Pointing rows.
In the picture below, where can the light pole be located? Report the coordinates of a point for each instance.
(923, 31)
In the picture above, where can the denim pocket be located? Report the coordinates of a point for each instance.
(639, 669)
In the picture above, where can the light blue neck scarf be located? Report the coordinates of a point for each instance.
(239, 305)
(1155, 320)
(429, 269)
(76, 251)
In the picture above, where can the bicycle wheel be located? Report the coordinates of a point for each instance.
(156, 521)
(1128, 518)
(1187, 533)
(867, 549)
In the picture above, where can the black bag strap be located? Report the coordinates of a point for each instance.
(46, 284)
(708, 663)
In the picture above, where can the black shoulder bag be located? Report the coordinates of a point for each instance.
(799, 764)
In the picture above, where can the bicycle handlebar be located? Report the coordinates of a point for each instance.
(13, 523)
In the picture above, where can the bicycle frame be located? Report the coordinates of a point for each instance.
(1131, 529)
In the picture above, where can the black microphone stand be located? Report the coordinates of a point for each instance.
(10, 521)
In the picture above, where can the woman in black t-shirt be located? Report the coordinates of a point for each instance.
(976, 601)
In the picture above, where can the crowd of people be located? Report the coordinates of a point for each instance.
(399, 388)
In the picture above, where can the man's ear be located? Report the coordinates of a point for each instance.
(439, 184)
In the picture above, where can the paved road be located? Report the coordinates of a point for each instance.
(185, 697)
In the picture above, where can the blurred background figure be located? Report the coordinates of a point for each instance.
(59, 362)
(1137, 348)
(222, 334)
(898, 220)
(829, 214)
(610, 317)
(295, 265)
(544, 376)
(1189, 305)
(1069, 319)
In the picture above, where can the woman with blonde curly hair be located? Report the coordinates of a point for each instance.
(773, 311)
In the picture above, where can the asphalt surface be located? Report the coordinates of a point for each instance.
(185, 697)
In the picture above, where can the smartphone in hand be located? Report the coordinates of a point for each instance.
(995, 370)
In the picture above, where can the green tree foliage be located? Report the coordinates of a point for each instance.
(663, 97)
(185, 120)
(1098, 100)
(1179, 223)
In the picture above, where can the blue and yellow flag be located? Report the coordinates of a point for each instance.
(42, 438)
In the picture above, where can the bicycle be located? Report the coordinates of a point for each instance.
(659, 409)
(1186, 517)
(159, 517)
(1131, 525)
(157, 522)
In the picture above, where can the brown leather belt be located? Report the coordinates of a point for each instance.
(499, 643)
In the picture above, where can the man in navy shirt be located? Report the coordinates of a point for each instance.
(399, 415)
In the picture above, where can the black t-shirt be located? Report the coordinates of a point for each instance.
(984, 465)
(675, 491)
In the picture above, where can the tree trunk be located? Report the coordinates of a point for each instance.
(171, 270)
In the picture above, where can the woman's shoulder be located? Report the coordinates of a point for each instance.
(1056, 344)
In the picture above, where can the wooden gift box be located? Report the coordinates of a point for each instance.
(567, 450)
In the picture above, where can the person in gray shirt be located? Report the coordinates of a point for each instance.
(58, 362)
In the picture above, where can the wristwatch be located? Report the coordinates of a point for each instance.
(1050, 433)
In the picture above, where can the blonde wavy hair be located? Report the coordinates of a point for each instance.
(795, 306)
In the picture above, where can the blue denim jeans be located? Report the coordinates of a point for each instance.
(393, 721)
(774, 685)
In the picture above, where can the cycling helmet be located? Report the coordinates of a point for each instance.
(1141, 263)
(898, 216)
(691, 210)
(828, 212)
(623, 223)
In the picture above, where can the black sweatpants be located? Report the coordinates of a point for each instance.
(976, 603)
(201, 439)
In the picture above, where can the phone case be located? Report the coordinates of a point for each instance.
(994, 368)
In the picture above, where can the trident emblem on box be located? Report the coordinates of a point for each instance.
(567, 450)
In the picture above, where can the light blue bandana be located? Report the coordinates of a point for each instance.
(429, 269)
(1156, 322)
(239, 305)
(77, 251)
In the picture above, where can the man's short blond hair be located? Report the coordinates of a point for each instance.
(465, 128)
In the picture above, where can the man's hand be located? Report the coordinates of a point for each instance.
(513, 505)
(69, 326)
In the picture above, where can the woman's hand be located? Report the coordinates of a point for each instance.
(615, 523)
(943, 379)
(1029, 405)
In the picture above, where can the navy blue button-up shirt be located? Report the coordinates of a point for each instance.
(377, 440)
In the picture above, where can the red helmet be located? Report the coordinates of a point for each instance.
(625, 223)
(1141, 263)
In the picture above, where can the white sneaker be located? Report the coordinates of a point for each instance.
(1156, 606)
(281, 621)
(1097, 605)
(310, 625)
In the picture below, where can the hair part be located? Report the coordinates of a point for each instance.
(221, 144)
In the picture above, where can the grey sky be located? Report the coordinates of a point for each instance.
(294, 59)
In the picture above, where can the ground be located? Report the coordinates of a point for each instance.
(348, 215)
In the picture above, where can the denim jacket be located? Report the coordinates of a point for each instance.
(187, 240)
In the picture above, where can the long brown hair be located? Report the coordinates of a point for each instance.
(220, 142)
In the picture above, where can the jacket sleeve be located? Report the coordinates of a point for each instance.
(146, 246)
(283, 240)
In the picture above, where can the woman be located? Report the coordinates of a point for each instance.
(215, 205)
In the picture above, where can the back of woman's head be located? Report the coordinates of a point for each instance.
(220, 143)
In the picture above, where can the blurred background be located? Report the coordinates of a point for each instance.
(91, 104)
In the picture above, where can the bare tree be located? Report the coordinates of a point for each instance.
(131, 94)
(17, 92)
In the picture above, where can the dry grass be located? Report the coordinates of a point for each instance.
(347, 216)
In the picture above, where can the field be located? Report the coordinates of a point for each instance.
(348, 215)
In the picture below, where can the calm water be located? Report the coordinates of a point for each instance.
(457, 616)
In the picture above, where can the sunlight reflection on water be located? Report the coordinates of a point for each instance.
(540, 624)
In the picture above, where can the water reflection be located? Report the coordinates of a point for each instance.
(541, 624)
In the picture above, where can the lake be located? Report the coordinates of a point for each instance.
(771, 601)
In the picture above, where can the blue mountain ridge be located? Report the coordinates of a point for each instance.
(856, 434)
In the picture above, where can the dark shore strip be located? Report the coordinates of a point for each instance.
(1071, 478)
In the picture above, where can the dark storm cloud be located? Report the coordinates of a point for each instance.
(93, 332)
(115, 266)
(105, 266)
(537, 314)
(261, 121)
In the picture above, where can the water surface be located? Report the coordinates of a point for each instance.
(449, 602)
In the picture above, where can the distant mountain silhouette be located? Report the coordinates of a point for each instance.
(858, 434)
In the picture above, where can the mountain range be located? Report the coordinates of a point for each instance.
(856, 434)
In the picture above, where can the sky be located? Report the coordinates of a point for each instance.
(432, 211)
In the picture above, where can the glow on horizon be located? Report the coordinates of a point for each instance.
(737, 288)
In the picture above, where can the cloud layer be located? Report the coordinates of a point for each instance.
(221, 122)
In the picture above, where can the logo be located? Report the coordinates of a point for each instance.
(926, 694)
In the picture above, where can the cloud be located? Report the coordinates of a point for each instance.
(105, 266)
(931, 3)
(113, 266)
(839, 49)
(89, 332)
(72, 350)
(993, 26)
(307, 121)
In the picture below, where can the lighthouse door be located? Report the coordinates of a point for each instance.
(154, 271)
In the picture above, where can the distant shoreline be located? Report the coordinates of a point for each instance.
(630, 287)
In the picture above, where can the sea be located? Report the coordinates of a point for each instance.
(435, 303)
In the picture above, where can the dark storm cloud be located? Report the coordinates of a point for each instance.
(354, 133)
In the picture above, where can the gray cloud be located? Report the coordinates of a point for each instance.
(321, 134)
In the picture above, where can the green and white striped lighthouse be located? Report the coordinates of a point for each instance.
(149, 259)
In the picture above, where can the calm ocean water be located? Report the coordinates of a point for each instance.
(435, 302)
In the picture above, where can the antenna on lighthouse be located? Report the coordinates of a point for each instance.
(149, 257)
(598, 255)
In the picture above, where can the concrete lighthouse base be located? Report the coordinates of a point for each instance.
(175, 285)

What you need to do.
Please write out the rows again from the line containing "In the picture above, where can the concrete" through the end of the rows, inclusive, swapping "concrete" for "stone" and keeping everything else the same.

Correct response.
In the picture above, where can the stone lighthouse base be located? Report the coordinates of a point for each instance.
(175, 285)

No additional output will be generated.